- [Stored entries]
──────────
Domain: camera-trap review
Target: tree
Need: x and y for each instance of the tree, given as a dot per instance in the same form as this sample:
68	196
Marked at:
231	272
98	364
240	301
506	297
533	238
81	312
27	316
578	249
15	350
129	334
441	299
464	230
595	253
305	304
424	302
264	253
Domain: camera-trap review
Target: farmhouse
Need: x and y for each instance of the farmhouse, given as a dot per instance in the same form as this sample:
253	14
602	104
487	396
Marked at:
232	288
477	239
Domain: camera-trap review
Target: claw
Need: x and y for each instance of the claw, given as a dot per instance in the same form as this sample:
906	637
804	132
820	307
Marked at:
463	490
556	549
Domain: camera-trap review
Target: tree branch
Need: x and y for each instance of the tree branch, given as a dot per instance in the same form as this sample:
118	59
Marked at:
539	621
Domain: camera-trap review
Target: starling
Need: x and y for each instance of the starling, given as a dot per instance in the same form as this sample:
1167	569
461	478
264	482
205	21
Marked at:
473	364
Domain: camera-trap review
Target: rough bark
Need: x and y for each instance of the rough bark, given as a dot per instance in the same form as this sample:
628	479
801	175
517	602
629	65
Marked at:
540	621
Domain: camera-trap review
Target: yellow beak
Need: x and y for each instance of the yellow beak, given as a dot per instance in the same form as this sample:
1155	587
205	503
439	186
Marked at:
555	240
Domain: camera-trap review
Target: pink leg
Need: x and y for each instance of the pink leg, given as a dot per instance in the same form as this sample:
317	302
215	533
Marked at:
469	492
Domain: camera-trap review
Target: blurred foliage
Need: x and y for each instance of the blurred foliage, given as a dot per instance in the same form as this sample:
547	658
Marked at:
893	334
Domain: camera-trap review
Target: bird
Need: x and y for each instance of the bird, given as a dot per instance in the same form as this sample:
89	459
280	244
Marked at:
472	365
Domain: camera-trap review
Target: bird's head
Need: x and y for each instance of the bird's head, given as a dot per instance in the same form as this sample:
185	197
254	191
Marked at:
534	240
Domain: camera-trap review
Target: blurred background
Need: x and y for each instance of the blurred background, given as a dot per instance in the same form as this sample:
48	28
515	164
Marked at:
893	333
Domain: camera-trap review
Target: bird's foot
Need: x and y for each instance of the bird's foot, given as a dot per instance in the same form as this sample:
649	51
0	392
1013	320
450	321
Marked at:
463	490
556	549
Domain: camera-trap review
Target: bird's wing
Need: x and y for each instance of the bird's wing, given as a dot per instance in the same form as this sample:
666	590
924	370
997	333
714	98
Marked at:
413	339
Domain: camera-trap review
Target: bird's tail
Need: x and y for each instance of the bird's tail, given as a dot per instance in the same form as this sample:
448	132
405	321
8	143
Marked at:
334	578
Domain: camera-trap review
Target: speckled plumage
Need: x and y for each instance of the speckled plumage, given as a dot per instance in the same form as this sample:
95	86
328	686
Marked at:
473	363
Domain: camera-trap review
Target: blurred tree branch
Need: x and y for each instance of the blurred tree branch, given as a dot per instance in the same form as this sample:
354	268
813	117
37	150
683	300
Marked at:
──────────
- [The problem] Return each line from the entries above that contains the string "claw".

- [The response]
Target: claw
Need: x and y for each instance of the claw, given as a dot per instance in the same form as this sample:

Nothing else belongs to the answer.